Task instructions ->
All lines from the one with "For every instance of the pencil, set" through the close of the records below are to be set down exactly, and no others.

• • • • • • •

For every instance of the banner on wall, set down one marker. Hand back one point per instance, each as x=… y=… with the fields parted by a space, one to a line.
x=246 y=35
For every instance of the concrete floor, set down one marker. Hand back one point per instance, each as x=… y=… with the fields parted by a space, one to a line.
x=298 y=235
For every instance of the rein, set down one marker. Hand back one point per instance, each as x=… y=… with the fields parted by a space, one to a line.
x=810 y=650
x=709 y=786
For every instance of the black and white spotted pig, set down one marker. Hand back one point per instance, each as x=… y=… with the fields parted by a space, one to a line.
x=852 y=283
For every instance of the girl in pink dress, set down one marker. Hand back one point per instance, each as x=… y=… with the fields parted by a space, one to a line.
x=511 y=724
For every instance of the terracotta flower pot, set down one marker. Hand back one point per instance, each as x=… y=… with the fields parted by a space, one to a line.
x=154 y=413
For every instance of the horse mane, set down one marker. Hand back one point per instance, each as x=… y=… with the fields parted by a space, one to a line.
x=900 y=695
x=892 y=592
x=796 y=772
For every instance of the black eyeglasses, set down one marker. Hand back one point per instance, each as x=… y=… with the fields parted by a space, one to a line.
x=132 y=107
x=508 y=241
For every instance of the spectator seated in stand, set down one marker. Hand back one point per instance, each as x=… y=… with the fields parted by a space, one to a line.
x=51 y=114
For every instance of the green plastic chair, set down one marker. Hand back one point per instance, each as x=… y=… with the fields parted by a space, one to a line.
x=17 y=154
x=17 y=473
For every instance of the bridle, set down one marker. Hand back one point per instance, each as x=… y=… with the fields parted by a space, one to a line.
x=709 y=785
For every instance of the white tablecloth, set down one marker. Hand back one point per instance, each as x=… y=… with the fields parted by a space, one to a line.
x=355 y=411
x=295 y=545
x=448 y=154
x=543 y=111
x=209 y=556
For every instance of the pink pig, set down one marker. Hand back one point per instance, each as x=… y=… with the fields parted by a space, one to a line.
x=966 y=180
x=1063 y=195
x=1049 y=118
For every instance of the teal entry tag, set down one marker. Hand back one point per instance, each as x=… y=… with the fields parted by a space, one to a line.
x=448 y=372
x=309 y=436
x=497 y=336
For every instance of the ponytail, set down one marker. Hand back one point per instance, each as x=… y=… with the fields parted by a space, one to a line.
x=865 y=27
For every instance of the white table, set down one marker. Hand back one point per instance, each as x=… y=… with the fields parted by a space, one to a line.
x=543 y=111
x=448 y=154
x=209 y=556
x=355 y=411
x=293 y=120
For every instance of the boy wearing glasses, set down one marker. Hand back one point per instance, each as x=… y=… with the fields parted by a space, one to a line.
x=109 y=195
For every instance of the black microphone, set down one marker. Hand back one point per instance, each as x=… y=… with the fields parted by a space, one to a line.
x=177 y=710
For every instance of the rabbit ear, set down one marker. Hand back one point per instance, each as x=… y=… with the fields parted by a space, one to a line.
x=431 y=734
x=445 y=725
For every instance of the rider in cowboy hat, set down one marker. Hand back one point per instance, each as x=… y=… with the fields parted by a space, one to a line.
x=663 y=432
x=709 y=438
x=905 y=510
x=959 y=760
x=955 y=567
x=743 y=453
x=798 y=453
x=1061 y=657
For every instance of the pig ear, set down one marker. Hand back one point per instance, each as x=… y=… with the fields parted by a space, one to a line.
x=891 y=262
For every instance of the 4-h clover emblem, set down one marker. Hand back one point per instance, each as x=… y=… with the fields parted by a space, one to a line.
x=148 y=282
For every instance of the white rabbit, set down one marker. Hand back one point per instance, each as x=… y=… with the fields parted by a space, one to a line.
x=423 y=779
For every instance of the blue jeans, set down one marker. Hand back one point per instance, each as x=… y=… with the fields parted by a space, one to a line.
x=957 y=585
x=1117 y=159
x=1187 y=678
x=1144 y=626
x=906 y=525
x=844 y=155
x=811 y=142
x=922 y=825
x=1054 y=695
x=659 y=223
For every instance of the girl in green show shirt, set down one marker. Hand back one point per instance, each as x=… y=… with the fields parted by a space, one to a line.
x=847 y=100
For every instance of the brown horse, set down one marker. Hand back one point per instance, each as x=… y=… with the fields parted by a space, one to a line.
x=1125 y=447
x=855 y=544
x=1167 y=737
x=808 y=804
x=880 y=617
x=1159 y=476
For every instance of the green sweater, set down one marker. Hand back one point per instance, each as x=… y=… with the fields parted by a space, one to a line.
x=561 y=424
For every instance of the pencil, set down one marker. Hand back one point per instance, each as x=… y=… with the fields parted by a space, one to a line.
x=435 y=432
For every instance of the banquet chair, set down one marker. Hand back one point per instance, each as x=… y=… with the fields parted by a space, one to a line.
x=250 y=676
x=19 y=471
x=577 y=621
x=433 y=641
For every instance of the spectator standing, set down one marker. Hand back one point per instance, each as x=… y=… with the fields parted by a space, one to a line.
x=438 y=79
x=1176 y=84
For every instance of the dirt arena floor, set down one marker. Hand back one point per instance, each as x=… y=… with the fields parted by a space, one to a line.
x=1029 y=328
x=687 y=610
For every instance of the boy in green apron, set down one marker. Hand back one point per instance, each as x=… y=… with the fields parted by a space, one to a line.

• • • • • • •

Task response ->
For every instance of the pencil, set down one marker. Hand back one point per instance, each as x=… y=… with the fields parted by a space, one to a line.
x=435 y=432
For every instance of the banquet chair, set down one marker. Hand back one point per instance, each as x=… y=… with the fields parted by a space, one to a line.
x=250 y=676
x=19 y=471
x=577 y=621
x=433 y=641
For every instance of the spectator standing, set down one marker. Hand back one point per instance, each as x=… y=… with the fields parted by a space, one to a line.
x=438 y=79
x=1176 y=84
For every instance of the dirt arena floor, set down one marker. Hand back one point per instance, each as x=… y=… with the fields parted by a space, one to a line.
x=1029 y=328
x=687 y=610
For every instance of the boy in green apron, set down one marker. Hand back one point per instance, each as x=… y=… with the fields parted by a space, one to a line.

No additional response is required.